WHAT TO WORK ON: Print the lines in the listing below that fall between the line with "Task: tag the dashed" and the line with "Task: tag the grass", those two lines included, exactly as they stand and with nothing else.

EXERCISE INPUT:
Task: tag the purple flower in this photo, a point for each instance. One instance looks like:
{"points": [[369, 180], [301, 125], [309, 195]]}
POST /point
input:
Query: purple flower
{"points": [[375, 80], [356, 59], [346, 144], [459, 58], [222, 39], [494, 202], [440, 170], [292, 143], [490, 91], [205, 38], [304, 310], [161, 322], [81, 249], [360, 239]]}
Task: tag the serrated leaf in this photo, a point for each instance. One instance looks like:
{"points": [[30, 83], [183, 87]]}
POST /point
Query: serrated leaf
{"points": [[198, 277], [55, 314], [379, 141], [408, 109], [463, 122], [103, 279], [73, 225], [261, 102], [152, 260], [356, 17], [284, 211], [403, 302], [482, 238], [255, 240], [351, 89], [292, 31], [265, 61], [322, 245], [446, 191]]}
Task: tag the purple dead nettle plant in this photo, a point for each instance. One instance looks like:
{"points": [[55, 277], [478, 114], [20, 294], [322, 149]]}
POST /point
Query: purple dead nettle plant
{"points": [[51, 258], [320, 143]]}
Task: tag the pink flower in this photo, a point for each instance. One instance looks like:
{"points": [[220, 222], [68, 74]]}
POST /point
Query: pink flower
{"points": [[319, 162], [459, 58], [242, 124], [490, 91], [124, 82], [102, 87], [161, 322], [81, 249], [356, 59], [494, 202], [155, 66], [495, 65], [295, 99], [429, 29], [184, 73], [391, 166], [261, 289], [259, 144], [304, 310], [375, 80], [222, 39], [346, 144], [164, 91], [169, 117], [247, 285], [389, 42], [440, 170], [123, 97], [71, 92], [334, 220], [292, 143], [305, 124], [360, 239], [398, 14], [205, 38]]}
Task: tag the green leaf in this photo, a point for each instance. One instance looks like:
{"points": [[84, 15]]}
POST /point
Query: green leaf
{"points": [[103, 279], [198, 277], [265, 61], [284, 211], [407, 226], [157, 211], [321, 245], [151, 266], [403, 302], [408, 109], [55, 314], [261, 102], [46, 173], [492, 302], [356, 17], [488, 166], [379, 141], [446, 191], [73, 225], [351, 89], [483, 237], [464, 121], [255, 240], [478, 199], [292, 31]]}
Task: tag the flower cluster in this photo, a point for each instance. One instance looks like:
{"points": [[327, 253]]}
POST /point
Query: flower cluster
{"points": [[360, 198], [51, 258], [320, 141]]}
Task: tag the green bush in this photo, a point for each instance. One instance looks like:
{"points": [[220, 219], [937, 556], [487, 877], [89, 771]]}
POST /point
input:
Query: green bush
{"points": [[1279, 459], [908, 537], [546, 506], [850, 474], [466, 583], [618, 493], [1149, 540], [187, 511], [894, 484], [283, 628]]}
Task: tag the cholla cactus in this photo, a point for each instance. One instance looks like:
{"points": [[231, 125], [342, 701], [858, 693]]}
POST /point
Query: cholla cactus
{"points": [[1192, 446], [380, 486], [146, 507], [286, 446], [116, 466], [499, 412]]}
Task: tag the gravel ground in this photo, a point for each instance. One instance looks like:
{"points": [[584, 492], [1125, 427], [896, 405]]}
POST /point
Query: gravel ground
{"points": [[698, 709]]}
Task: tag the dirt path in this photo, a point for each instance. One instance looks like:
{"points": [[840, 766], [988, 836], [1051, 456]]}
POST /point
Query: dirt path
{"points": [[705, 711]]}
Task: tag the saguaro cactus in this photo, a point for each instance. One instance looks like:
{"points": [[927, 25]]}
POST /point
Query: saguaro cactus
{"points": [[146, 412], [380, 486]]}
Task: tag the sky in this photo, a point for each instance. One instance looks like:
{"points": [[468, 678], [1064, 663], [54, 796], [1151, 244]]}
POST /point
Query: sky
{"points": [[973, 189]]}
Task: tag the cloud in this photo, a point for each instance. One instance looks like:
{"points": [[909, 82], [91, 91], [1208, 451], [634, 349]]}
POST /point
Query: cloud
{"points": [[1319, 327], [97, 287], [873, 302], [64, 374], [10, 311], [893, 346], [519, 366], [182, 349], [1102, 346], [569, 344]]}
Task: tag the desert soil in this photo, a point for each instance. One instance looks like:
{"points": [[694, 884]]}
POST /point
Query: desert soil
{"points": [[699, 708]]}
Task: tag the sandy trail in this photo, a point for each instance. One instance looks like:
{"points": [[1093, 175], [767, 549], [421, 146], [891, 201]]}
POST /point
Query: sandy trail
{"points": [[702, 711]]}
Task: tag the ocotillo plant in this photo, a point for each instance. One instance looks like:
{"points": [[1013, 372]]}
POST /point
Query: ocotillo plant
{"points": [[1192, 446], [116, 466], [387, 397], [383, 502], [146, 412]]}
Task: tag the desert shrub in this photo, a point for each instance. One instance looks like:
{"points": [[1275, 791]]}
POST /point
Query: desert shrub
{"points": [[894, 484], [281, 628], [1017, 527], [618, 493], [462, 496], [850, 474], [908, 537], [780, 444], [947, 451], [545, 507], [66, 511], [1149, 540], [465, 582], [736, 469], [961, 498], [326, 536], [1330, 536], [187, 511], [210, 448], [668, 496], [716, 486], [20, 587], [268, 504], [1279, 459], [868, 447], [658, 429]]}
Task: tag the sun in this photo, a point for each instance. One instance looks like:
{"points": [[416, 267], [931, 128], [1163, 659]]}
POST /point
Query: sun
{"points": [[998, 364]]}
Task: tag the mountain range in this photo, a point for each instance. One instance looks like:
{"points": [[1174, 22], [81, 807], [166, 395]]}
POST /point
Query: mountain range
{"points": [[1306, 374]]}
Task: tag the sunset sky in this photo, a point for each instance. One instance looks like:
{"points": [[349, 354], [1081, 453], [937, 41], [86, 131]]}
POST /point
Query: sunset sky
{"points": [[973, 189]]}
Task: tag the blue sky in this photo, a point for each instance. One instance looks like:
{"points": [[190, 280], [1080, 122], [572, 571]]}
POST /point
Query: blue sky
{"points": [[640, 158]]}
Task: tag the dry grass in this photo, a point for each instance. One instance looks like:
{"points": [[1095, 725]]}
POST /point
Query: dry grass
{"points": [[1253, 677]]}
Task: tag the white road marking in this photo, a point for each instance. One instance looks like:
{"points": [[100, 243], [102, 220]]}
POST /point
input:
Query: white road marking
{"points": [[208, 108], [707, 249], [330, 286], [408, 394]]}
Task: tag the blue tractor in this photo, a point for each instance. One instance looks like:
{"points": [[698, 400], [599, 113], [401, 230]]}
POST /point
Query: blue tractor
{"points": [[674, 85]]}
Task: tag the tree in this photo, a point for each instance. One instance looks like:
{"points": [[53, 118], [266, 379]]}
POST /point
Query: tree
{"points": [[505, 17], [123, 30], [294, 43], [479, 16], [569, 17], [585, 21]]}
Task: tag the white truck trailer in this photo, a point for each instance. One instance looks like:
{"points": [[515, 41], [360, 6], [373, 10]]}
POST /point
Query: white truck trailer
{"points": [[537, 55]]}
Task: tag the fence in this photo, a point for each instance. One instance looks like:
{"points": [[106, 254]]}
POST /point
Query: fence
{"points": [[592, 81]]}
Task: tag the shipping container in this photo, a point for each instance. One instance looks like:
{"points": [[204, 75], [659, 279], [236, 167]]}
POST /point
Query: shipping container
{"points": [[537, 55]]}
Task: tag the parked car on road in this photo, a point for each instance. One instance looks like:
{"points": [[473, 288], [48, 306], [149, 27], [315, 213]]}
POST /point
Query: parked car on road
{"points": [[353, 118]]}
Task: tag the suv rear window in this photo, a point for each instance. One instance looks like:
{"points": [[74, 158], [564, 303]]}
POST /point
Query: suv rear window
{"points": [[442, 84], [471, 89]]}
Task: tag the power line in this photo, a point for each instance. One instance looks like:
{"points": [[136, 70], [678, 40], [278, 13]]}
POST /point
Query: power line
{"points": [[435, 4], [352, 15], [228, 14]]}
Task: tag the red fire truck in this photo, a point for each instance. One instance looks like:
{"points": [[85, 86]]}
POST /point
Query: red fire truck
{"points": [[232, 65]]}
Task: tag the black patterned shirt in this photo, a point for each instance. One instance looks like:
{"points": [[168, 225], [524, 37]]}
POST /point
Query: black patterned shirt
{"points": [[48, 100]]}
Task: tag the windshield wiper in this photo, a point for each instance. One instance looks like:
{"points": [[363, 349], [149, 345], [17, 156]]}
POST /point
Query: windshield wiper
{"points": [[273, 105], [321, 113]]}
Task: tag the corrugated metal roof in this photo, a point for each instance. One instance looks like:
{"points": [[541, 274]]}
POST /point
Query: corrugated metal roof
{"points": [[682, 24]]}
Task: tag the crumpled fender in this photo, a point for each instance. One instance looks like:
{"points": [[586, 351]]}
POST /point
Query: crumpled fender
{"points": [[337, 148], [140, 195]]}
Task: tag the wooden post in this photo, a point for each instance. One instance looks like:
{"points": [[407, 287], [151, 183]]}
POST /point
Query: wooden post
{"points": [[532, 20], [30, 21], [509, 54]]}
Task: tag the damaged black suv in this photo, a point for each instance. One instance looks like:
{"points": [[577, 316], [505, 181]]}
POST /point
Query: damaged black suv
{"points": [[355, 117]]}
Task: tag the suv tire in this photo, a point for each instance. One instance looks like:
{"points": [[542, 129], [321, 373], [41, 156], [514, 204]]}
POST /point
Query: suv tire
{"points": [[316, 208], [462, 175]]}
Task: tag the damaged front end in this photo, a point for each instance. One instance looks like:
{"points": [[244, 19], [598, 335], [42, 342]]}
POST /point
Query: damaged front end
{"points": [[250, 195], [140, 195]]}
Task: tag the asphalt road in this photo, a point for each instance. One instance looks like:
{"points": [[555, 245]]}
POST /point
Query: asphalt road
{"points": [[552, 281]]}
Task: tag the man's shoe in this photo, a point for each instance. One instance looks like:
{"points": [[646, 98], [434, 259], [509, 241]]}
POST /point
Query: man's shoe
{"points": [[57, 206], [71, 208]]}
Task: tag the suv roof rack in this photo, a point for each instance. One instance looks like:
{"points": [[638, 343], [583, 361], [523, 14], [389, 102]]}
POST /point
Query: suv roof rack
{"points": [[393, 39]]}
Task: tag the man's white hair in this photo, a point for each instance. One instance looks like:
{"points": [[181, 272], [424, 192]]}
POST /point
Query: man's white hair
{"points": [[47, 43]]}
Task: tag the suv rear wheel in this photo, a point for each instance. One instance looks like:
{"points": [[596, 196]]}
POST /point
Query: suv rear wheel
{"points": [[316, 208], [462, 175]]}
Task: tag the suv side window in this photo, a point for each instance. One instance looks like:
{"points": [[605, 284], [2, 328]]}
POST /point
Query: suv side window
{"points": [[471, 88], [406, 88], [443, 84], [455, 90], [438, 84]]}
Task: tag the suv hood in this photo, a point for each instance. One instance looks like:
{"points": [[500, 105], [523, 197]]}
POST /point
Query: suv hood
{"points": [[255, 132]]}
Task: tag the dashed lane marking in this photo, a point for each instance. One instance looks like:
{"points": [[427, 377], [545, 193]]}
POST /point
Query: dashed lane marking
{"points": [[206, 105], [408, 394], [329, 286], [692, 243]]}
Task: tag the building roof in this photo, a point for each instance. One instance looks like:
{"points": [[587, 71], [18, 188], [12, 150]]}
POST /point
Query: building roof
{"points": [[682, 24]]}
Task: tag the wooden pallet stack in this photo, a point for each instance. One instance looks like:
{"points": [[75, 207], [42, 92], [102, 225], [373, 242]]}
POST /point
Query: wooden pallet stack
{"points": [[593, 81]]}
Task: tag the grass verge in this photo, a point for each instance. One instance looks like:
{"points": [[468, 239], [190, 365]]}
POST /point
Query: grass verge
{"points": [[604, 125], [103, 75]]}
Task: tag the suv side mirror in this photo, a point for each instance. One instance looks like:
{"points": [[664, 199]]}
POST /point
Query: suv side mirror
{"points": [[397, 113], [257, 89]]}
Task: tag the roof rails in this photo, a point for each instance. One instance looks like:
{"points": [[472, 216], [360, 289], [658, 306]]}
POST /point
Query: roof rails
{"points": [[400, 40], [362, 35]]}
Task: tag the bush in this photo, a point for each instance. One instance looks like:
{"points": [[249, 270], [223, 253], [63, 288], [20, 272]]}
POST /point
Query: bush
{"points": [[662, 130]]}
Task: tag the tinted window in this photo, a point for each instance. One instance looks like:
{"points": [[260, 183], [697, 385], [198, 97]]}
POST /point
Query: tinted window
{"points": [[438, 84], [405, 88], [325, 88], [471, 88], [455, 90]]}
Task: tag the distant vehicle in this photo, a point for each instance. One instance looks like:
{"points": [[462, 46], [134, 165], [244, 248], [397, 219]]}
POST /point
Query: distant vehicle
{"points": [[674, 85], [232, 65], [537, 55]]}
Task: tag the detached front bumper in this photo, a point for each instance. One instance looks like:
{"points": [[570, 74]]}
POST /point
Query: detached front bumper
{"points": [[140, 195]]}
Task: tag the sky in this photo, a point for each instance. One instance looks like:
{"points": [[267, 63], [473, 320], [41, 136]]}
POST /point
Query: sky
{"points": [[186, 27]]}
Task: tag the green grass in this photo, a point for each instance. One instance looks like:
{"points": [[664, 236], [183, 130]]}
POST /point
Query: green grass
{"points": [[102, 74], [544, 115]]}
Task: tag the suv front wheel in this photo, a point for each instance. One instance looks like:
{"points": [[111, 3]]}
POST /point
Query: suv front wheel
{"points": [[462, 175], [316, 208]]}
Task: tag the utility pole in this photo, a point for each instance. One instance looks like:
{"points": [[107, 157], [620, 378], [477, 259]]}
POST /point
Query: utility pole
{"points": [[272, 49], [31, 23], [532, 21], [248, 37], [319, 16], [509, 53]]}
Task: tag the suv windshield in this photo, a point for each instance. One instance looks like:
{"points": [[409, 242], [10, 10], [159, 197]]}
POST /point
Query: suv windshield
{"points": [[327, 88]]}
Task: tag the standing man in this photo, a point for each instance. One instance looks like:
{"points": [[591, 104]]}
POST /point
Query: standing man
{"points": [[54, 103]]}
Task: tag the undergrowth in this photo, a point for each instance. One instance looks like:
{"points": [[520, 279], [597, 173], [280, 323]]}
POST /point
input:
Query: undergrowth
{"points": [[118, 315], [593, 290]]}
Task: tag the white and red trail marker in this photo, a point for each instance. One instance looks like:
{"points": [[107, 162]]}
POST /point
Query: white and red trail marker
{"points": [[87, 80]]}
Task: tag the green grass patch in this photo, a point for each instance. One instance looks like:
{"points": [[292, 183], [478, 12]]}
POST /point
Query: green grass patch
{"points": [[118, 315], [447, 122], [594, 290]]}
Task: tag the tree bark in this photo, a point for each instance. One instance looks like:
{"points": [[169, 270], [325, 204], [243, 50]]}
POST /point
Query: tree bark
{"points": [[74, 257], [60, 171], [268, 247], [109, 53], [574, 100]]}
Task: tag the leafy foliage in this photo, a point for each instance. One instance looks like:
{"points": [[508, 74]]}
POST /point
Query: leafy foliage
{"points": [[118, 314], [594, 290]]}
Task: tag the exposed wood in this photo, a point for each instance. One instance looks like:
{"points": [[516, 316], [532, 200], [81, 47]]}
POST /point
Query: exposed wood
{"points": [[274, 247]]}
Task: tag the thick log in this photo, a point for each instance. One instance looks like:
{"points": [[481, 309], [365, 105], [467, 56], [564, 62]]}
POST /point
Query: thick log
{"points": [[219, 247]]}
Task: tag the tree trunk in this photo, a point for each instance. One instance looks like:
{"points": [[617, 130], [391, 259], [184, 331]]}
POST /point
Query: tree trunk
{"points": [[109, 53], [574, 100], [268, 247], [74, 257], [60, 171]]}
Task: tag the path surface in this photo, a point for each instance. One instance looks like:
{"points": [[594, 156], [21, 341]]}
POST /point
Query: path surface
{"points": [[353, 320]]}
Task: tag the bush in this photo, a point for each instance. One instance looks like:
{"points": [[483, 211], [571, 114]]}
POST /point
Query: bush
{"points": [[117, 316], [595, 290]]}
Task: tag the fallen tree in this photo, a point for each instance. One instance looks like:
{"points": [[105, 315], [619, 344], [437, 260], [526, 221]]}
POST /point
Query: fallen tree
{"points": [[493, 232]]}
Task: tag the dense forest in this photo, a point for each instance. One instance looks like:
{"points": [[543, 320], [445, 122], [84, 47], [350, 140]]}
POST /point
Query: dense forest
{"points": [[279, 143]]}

COMPLETED TASK:
Task: tag the dashed lane marking in this photo, a point for each instance. One instance looks like:
{"points": [[427, 377], [545, 193]]}
POST /point
Query: dashed lane marking
{"points": [[206, 105], [408, 394], [329, 286], [692, 243]]}
Task: tag the building roof in this photo, a point for each instance. One instance looks like:
{"points": [[587, 71], [18, 188], [12, 150]]}
POST /point
Query: building roof
{"points": [[682, 24]]}
Task: tag the wooden pallet stack in this photo, a point for each instance. One instance looks like:
{"points": [[75, 207], [42, 92], [102, 225], [373, 242]]}
POST /point
Query: wooden pallet stack
{"points": [[593, 81]]}
Task: tag the grass verge in this photo, a point for each instance. One instance looks like:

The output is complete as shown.